#### EXCERPT TO READ

Studio album by Killer Be Killed
- Released: November 20, 2020
- Studio: Hybrid Studios
- Genres: Groove metal; alternative metal;
- Length: 47:42
- Label: Nuclear Blast
- Producer: Josh Wilbur

Killer Be Killed chronology
| Killer Be Killed (2014) | Reluctant Hero (2020) |  |

Singles from Reluctant Hero
- "Deconstructing Self-Destruction" Released: September 4, 2020; "Dream Gone Bad" Released: October 13, 2020; "Inner Calm from Outer Storms" Released: November 6, 2020; "From a Crowded Wound" Released: November 20, 2020;

= Reluctant Hero =

Reluctant Hero is the second studio album by American heavy metal band Killer Be Killed. It was released on November 20, 2020, by Nuclear Blast.

==Writing==
The band began writing the album in 2016, before going to Hybrid Studios in California in 2018 to record the music. They then finished recording the vocals in 2019.

==Cover artwork==
In an interview, guitarist Max Cavalera discussed the origins of the album cover: "I'm really happy with how it came out, because I wasn't happy with the first one. I have a lot of these National Geographic magazines at home, and one had a story about haunted places in America. One of them was this cemetery in Cleveland, which has this really cool statue of an angel with a sword. I thought it would look so badass on an album cover — it almost looks like black metal — so I suggested to our label to find someone to go over and take a picture of the statue."

########
#### PROVIDED DATA

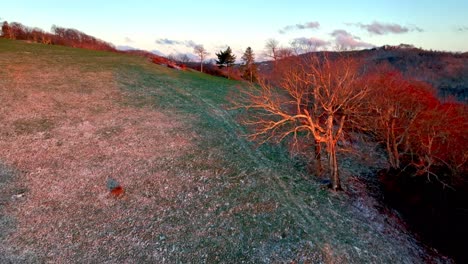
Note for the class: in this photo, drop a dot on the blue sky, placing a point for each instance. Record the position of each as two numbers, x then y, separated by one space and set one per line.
175 26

########

PROBLEMS TO SOLVE:
**A)** Answer the following questions using the Reluctant Hero article.
(i) At which studio, and in which state, did the band record the album's music?
(ii) Which label released the album?
(iii) In which city is the cemetery with the angel statue that Max Cavalera mentions?
**B)** Recast the paragraph beginning "The band began writing the album" from the Reluctant Hero article as a short list, retaining its main facts.
**C)** Extend the Reluctant Hero article beyond its final paragraph.

ANSWERS IN ORDER:
**A)**
(i) Hybrid Studios, in California.
(ii) Nuclear Blast.
(iii) Cleveland.

**B)**
- 2016: the band began writing the album.
- 2018: the band recorded the music at Hybrid Studios in California.
- 2019: the band finished recording the vocals.

**C)**
==Singles==
On September 4, 2020, Killer Be Killed announced the release of the album, along with the first single "Deconstructing Self-Destruction".

The second single "Dream Gone Bad" was released on October 13, 2020.

On November 6, 2020, the third single "Inner Calm from Outer Storms" was released. In a press release, bass guitarist Troy Sanders said the single is "about having the ability to sense a distant or unseen target. It explores a journey of reckless abandon where the destination may, or may not, actually exist." The single also featured on Consequence of Sound's Top 30 Metal & Hard Rock Songs of 2020.

The fourth single, "From a Crowded Wound", was released on November 20, 2020, the same day as the album release.

==Critical reception==

Reluctant Hero was met with generally favorable reviews from critics. Aggregator Album of the Year gave the release a 78 out of 100 based on a critical consensus of six reviews.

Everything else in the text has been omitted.